Segment Start: Selected text

Evaluation of Quality of Anticoagulation Therapy Among Neurological Patients: An Institutional Based Study
Background: Oral anticoagulation (OAC) is used in neurology practice for primary and secondary stroke prevention in atrial fibrillation (AF), prosthetic mechanical valve; dilated cardiomyopathy (DCMP) and cerebral venous sinus thrombosis (CVST). This study evaluates the quality of oral anticoagulation therapy in neurology patients.
Methods: Patients attending neurology service in KPC Medical College and Hospital, Jadavpur, Kolkata, West Benga (India); who were prescribed oral anticoagulant (OAC) were included. The international normalized ratio (INR) values of the patients who were already on OAC were analyzed. The level of anticoagulation, factors interfering with OAC and complications were noted.
Results: Total 90 patients were included in study with median age 35±10 years. Ten were excluded as follow up was not done properly. Final study involves 80 patients. Fifty-eight patients received OAC for stroke prevention, 17 for cerebral venous sinus thrombosis (CVST) and 5 for deep vein thrombosis (DVT). Follow up was done for 2 years. Of the total 947 INR reports, 362 were below and 231 were above the therapeutic level. Stable INR was obtained in 36 patients only. INR level was improved by dose adjustment in 25 patients, and dietary adjustment in eight patients. Five patients were sensitive and three were resistant to OAC. Complications were noted in 14 instances.
Conclusions: Stable therapeutic INR is difficult to maintain in neurological patients. However, modification of diet, drug and dose of oral anticoagulant may help in stabilization of INR. The findings support the need for educational interventions to improve the knowledge regarding OAT and, thereby, prevention of stroke.

Segment End: Selected text
Segment Start: The data

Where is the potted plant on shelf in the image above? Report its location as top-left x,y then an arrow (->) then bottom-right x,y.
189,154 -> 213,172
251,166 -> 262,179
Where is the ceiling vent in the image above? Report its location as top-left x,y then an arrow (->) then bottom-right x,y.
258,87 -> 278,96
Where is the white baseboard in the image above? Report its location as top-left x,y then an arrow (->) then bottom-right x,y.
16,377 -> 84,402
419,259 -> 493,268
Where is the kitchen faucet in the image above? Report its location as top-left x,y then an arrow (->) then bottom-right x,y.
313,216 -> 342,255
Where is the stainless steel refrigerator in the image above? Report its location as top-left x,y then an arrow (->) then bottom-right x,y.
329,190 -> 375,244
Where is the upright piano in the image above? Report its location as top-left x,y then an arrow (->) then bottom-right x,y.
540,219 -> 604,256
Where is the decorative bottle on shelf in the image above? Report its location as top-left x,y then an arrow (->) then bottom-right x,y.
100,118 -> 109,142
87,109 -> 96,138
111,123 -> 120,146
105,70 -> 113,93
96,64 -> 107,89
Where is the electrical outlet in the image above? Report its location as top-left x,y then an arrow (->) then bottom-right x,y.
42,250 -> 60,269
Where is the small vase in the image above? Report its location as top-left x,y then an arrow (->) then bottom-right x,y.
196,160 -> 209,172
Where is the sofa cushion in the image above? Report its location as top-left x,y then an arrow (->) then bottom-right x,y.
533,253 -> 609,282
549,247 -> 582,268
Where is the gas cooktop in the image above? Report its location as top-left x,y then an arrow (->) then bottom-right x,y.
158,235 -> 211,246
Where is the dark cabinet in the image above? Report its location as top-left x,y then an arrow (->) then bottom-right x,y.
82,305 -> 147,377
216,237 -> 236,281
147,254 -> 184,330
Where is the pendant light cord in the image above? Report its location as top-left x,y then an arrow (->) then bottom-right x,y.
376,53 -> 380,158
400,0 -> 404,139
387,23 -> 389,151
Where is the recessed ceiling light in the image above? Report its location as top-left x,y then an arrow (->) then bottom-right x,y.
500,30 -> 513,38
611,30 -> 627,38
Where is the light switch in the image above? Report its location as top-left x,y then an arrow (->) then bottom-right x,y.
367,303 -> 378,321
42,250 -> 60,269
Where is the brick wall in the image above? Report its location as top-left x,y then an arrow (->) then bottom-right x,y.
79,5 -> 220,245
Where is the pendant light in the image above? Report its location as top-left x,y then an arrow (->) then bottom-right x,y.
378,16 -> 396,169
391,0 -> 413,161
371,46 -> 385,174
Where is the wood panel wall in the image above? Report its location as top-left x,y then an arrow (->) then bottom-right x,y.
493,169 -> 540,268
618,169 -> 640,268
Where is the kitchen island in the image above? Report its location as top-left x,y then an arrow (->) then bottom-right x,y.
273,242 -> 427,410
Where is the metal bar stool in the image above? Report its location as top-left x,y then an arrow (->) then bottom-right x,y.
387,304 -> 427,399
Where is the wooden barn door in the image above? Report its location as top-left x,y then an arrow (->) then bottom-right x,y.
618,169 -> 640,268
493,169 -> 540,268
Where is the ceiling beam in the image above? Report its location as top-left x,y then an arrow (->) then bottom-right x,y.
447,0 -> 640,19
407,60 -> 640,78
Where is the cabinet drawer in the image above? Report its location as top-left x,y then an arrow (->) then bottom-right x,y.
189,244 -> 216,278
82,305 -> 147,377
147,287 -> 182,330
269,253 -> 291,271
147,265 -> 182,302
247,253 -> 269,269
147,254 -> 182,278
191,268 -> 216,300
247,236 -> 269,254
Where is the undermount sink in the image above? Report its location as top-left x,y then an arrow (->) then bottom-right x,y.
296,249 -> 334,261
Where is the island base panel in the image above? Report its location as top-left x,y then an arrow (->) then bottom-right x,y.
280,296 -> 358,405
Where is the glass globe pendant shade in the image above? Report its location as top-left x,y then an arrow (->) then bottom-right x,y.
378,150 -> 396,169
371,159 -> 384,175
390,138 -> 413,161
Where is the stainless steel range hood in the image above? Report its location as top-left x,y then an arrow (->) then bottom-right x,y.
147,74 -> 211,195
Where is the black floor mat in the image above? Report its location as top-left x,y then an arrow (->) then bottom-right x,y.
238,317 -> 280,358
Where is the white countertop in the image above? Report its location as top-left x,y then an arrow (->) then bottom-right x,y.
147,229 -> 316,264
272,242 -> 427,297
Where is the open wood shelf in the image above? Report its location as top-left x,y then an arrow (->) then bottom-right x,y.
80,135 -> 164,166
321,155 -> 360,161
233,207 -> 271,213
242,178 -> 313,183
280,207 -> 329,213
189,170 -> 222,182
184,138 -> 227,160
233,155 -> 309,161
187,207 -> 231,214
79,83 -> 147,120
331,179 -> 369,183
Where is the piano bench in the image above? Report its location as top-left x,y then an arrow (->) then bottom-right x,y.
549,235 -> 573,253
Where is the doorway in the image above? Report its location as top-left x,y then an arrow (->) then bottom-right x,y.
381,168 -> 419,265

Segment End: The data

Parts of the exercise =>
• 1. Reproduce the passage of the anticoagulation abstract that begins at the words "Conclusions: Stable therapeutic" and stops after the words "prevention of stroke.".
• 2. According to the anticoagulation abstract, how many patients achieved a stable INR?
The listing is separate material and has no connection to the abstract on anticoagulation in neurological patients.

Responses per task =>
• 1.
Conclusions: Stable therapeutic INR is difficult to maintain in neurological patients. However, modification of diet, drug and dose of oral anticoagulant may help in stabilization of INR. The findings support the need for educational interventions to improve the knowledge regarding OAT and, thereby, prevention of stroke.

• 2. 36 patients